* _Problem to solve_: Write out only the lines running from the one that contains "drawn like (99,321)." to the end of the material, both ends included.

-------------------------

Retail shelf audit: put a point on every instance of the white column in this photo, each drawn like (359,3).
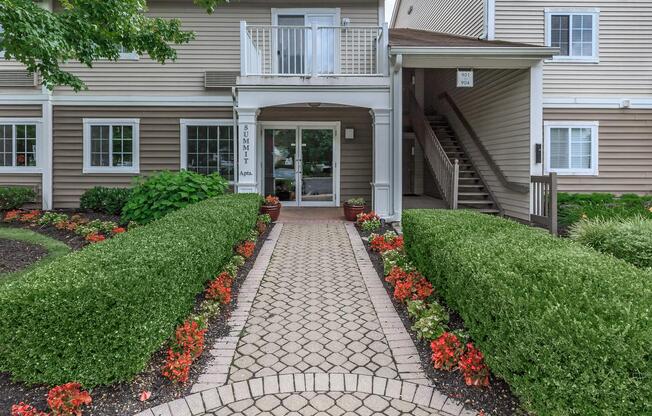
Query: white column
(247,174)
(383,164)
(47,143)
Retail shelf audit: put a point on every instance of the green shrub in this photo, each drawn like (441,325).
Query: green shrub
(164,192)
(14,197)
(96,316)
(568,328)
(627,239)
(576,207)
(106,200)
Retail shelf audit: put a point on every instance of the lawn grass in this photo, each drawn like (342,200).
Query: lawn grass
(54,247)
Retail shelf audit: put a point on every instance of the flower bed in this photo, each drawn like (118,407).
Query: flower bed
(103,311)
(568,328)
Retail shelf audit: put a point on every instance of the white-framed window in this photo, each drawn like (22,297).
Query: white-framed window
(208,146)
(127,55)
(20,141)
(572,147)
(111,145)
(575,32)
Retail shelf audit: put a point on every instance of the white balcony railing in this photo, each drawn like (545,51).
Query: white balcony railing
(313,50)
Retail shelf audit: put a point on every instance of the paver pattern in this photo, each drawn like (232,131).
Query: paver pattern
(312,313)
(314,333)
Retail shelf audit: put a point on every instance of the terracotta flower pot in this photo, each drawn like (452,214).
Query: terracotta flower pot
(351,211)
(272,210)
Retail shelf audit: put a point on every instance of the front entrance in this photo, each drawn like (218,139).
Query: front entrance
(301,163)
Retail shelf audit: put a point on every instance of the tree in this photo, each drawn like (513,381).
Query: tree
(86,31)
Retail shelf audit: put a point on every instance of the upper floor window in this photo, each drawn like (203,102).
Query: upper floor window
(574,33)
(207,146)
(572,147)
(18,145)
(111,145)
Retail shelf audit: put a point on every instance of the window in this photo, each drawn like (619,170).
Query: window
(574,33)
(111,146)
(207,146)
(18,145)
(572,147)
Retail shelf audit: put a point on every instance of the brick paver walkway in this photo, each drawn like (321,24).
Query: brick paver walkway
(314,333)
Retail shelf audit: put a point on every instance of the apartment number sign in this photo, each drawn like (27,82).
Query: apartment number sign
(464,78)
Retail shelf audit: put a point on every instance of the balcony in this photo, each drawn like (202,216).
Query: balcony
(313,51)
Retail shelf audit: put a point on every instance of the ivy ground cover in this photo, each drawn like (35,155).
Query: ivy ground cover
(567,327)
(97,316)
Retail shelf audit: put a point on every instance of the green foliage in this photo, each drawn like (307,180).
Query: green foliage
(627,239)
(86,31)
(106,200)
(568,328)
(164,192)
(54,247)
(96,316)
(14,197)
(575,207)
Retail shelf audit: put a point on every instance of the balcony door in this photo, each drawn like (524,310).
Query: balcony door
(294,41)
(301,163)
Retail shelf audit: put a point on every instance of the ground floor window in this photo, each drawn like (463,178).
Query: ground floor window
(572,147)
(111,145)
(207,146)
(18,144)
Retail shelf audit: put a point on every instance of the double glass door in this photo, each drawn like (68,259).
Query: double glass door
(300,167)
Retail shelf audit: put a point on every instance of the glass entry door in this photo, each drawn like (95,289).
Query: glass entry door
(300,165)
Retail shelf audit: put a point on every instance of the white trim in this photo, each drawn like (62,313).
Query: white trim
(183,139)
(490,19)
(595,57)
(598,103)
(134,122)
(336,126)
(595,141)
(40,156)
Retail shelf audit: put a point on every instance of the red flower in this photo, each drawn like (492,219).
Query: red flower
(220,288)
(472,366)
(68,399)
(22,409)
(95,237)
(246,249)
(446,351)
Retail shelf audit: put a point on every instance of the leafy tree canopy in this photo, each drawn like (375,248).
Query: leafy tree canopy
(86,31)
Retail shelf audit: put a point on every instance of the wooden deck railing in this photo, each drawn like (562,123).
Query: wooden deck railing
(446,173)
(544,202)
(498,172)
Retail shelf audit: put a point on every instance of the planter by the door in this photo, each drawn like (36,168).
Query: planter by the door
(351,211)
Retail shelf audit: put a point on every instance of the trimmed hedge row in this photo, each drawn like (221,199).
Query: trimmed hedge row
(568,328)
(97,316)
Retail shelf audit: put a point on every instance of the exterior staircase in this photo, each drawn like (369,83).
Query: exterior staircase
(473,192)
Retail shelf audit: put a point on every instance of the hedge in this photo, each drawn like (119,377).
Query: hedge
(567,327)
(627,239)
(96,316)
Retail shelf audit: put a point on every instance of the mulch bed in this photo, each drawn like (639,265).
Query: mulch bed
(72,240)
(497,399)
(123,398)
(16,255)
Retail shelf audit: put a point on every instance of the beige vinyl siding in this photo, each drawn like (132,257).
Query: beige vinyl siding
(30,180)
(624,155)
(498,108)
(462,17)
(21,111)
(216,47)
(159,145)
(355,155)
(625,68)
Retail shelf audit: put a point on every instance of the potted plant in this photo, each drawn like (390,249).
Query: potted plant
(271,207)
(353,207)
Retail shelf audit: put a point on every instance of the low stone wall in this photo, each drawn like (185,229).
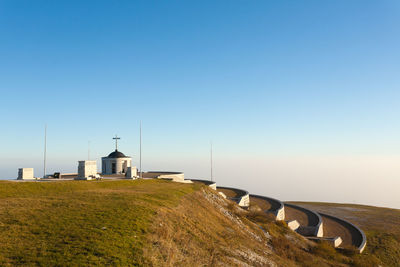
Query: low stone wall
(211,184)
(242,196)
(277,207)
(174,176)
(358,237)
(315,227)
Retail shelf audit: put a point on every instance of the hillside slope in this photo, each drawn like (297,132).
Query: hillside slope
(145,223)
(381,225)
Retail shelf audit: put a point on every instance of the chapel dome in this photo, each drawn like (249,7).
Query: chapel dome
(116,154)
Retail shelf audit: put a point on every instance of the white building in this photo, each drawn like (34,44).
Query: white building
(87,170)
(115,163)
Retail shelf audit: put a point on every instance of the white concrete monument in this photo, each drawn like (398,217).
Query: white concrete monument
(131,173)
(25,174)
(87,170)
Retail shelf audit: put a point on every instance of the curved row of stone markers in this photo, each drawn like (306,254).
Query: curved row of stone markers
(302,220)
(313,225)
(273,206)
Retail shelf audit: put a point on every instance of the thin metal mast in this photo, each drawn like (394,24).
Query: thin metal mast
(211,162)
(140,151)
(45,150)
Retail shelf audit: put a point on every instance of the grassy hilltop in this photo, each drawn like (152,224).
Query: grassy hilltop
(149,223)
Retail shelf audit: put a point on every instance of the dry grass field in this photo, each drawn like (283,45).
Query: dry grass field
(148,223)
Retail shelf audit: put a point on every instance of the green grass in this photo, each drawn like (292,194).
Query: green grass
(80,222)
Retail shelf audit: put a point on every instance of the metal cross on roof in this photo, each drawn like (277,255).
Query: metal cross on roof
(116,138)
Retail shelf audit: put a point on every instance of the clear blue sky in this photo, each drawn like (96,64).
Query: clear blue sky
(284,84)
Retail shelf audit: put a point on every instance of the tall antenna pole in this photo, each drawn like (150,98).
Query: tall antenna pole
(211,161)
(140,152)
(45,150)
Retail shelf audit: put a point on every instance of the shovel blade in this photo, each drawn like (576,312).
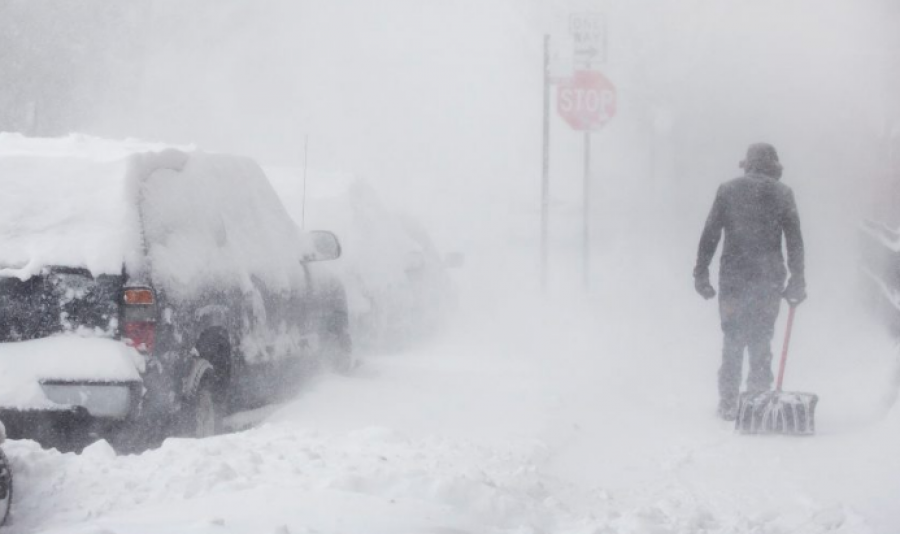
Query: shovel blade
(777,412)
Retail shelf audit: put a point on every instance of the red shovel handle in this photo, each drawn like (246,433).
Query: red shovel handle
(787,343)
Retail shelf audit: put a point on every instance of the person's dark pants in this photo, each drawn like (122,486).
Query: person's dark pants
(748,321)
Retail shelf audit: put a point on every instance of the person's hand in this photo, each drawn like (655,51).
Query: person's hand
(704,288)
(795,292)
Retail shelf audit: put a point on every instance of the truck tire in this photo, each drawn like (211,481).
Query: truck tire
(338,346)
(201,414)
(5,487)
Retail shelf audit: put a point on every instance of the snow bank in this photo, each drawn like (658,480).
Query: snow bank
(64,357)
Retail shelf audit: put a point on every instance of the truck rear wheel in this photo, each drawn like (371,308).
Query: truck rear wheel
(5,487)
(201,414)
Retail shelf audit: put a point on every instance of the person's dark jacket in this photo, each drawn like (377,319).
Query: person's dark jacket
(753,211)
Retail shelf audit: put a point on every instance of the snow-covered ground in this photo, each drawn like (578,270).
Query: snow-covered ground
(527,416)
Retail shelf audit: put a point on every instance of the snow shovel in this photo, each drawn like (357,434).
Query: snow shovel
(778,412)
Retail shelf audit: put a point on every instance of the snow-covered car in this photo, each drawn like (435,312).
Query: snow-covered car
(399,288)
(151,287)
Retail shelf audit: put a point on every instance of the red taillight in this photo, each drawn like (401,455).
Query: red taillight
(140,335)
(138,296)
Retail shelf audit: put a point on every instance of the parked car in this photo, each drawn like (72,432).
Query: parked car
(146,287)
(399,287)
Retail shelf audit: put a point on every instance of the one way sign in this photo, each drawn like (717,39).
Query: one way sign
(588,31)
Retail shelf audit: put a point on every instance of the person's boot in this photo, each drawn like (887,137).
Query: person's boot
(727,411)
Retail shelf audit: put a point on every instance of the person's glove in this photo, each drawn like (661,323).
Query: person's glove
(795,292)
(703,287)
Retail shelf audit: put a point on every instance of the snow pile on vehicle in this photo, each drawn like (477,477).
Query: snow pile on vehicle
(215,223)
(63,357)
(69,201)
(80,202)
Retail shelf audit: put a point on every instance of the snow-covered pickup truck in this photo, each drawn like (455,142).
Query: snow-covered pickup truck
(146,288)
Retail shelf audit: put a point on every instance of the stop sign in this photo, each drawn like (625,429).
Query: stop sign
(587,100)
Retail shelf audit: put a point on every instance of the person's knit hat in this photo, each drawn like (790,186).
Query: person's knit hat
(762,158)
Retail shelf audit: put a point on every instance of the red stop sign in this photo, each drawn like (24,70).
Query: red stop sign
(587,100)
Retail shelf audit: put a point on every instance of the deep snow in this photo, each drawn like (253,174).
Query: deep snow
(566,419)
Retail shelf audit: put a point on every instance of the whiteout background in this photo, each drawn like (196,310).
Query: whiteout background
(572,413)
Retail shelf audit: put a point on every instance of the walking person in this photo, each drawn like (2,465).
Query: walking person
(753,212)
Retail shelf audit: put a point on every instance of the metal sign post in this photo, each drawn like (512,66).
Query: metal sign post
(545,175)
(586,248)
(586,101)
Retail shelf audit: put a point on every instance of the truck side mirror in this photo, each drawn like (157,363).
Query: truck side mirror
(326,245)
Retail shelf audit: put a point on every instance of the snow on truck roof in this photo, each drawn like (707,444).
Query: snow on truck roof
(71,201)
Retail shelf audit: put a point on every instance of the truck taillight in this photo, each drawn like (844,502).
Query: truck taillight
(140,335)
(139,318)
(138,296)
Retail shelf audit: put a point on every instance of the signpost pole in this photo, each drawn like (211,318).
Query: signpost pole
(587,211)
(545,176)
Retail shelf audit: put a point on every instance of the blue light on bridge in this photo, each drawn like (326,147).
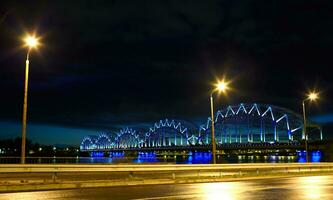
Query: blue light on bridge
(146,157)
(97,154)
(117,154)
(199,158)
(314,156)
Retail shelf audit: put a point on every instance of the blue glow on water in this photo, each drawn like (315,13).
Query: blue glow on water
(97,154)
(314,156)
(117,154)
(199,158)
(146,157)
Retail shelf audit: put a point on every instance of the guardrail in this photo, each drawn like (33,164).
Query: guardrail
(40,175)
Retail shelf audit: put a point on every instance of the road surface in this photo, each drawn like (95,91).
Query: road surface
(310,187)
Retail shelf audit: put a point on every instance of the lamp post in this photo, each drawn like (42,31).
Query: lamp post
(221,86)
(310,97)
(30,42)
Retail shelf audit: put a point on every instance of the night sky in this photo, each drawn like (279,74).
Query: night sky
(104,65)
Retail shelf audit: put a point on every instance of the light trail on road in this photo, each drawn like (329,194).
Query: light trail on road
(307,187)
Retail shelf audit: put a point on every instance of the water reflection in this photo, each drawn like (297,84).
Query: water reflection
(313,187)
(314,156)
(224,190)
(152,157)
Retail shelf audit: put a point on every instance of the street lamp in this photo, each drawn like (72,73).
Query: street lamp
(221,86)
(312,96)
(31,42)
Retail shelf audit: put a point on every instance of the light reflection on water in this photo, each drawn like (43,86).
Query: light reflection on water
(151,157)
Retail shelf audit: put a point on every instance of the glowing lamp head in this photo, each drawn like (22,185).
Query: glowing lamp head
(221,86)
(31,41)
(313,96)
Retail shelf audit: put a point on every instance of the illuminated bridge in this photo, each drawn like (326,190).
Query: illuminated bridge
(235,126)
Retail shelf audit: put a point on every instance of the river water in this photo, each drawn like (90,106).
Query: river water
(142,157)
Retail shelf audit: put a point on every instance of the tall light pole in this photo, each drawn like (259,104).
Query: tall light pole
(30,42)
(221,86)
(310,97)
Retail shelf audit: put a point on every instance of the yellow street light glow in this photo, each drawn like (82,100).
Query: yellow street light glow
(31,41)
(221,86)
(313,96)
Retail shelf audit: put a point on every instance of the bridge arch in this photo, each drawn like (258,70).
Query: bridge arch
(88,142)
(245,123)
(104,141)
(127,138)
(169,133)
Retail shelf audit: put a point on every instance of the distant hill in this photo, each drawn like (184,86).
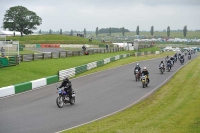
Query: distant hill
(113,30)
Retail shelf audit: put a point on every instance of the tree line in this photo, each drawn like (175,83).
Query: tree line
(19,18)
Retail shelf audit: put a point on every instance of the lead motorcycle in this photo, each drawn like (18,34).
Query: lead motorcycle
(137,75)
(144,81)
(162,68)
(63,98)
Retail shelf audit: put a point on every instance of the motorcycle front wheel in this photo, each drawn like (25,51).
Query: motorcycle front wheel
(59,102)
(72,101)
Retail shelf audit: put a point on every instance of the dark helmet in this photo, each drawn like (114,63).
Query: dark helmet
(66,79)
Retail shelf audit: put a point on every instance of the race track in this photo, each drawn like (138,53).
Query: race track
(97,95)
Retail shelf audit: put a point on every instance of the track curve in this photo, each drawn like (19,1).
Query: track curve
(98,95)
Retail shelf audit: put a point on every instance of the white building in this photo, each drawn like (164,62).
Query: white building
(10,33)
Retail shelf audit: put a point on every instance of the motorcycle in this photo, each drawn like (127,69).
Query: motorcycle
(144,81)
(162,68)
(63,98)
(189,57)
(175,59)
(137,75)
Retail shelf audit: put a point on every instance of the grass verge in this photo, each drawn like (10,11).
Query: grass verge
(173,108)
(28,71)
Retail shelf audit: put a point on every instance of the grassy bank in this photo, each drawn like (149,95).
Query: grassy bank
(52,39)
(173,108)
(28,71)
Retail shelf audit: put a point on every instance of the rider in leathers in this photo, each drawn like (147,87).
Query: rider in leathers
(168,61)
(162,65)
(67,86)
(145,72)
(137,68)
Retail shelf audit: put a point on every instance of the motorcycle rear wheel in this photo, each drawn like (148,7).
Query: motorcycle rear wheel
(72,101)
(59,102)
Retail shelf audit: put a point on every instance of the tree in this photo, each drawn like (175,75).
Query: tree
(60,31)
(185,31)
(85,33)
(97,30)
(19,18)
(110,31)
(122,31)
(138,30)
(168,31)
(152,30)
(71,33)
(40,31)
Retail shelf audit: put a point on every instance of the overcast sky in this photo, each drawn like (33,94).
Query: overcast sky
(89,14)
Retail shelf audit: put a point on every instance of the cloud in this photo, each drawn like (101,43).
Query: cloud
(80,14)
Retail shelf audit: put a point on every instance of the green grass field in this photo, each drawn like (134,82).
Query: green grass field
(190,34)
(28,71)
(174,108)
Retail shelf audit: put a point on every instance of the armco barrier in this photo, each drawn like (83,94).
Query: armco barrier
(91,65)
(38,83)
(5,91)
(52,79)
(80,69)
(23,87)
(107,60)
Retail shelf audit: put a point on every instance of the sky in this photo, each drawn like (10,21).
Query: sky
(79,14)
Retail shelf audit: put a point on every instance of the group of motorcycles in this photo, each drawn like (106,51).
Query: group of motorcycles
(142,77)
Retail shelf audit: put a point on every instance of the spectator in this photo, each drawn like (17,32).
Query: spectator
(2,52)
(106,46)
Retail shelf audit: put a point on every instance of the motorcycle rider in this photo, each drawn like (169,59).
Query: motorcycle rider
(172,59)
(67,86)
(145,72)
(182,57)
(170,63)
(137,67)
(162,65)
(166,59)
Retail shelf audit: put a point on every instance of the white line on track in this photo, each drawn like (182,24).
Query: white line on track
(75,78)
(142,98)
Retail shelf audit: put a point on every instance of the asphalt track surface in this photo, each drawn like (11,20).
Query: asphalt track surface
(97,95)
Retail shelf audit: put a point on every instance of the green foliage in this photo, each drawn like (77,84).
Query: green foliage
(71,33)
(123,32)
(39,68)
(97,31)
(152,30)
(19,18)
(184,31)
(51,39)
(137,30)
(85,32)
(110,31)
(168,31)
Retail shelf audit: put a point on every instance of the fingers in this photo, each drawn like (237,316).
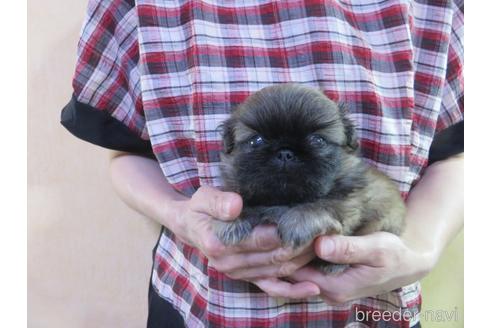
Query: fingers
(218,204)
(278,288)
(335,289)
(275,270)
(374,250)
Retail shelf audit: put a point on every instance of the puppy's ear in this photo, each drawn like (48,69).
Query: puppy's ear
(227,131)
(351,138)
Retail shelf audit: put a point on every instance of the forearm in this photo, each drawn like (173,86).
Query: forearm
(435,208)
(141,184)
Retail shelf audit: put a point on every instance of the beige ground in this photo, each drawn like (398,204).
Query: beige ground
(88,255)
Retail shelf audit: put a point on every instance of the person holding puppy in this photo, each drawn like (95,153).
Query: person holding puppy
(154,80)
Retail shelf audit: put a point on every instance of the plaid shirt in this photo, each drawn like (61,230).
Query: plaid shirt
(172,71)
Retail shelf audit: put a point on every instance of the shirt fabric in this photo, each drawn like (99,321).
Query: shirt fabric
(170,72)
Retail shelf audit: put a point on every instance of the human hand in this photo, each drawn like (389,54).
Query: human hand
(379,262)
(259,259)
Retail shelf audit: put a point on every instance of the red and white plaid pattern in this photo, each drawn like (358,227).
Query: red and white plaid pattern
(172,71)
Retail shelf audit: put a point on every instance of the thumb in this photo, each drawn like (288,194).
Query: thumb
(218,204)
(351,249)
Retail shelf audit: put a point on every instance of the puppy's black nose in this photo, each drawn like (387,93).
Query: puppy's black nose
(285,155)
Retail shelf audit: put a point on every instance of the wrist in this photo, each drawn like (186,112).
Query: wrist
(425,254)
(169,214)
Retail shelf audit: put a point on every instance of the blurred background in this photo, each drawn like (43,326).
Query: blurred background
(89,256)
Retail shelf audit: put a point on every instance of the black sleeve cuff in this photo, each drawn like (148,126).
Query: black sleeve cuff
(100,128)
(447,143)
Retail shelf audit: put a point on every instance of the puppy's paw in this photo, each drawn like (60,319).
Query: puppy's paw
(328,267)
(294,232)
(232,233)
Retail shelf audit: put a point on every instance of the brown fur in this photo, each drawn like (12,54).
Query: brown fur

-------------------------

* _Full solution_:
Retail shelf audit: put a point on every instance of the shirt fabric in this photo, each drawn like (99,321).
Query: shirt fabric
(170,72)
Retail shelf audit: put a point on every instance of the human hand in this photo, each drawn like (389,54).
Query: human hand
(379,262)
(259,259)
Retail shelf audit: put a point on every instance of the red and white plaid pattern in this photo, each drawn like (358,227).
Query: red and white plaid pattern
(172,71)
Retail shelf audit: put a point on every instance of the thumb in this photo, each drawn like (288,194).
Query: thumb
(218,204)
(351,249)
Retail shelf audit: put a point on every instance of the puppy's black nose in this photo, each drawn like (387,93).
Query: puppy's black nose
(285,155)
Retail shelf audit: put a point on every instance of the wrist in this photo, each drawn like (186,112).
Query: wrist
(425,254)
(169,214)
Retail shelf audit: put a point on every instance of the blurred background in this photo, each drawn like (43,326).
Query: blurred background
(89,256)
Retail shelf audit: put a point on every instance of the black sleeve cuff in this photo, each drawn like (148,126).
Query: black sleeve cuff
(100,128)
(447,143)
Retail shelf audit: put a point on every instance of the puppy's paw in this photo, each drawn like (60,319).
Query: puppy's paw
(328,267)
(294,232)
(232,233)
Retail shelf audit: put a point on every instance of the brown fur in this photo, each drawn like (12,54).
Query: brown fur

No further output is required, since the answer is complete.